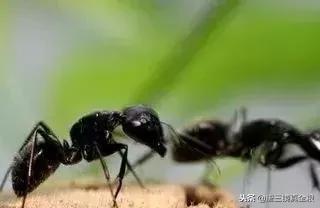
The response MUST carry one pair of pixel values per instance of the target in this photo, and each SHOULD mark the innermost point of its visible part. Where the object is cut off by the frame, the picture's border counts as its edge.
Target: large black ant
(264, 141)
(91, 139)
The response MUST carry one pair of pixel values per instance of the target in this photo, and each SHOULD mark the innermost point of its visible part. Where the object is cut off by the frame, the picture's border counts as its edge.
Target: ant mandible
(91, 139)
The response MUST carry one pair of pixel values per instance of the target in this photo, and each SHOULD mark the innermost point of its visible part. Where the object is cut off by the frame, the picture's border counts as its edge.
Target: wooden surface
(155, 196)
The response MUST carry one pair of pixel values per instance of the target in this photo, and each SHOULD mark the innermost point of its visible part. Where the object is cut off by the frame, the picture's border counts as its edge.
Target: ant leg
(314, 178)
(132, 171)
(5, 178)
(106, 174)
(268, 185)
(144, 158)
(33, 144)
(122, 171)
(246, 179)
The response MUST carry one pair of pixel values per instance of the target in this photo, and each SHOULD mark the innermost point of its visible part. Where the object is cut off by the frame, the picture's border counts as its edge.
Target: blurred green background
(188, 59)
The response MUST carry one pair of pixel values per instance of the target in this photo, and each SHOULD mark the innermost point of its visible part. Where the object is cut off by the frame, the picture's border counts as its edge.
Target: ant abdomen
(45, 162)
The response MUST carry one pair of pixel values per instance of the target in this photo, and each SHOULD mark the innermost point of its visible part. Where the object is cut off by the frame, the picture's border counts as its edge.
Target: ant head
(142, 124)
(315, 134)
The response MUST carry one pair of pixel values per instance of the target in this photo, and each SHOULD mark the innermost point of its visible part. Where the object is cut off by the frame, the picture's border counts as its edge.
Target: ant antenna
(193, 140)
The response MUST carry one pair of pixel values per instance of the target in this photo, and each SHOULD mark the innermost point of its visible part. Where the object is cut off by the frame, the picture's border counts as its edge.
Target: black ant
(91, 139)
(264, 141)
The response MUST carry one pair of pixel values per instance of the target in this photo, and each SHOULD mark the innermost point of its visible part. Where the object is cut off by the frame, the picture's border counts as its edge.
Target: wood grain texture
(155, 196)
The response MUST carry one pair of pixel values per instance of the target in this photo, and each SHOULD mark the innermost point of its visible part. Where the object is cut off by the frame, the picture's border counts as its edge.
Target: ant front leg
(144, 158)
(131, 169)
(122, 171)
(106, 174)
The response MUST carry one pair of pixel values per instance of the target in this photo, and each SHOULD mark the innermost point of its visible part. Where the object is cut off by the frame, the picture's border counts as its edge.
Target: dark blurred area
(187, 59)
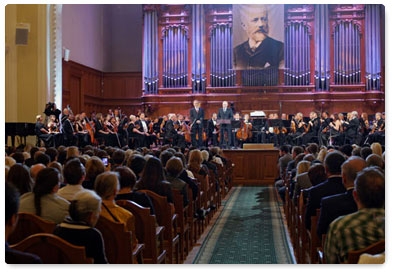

********************

WHAT IS ASKED:
Which lines in the data above contain the word "black"? Copy out each one.

RESULT FOR THIS EXERCISE:
Target: large black ant
Target: black ant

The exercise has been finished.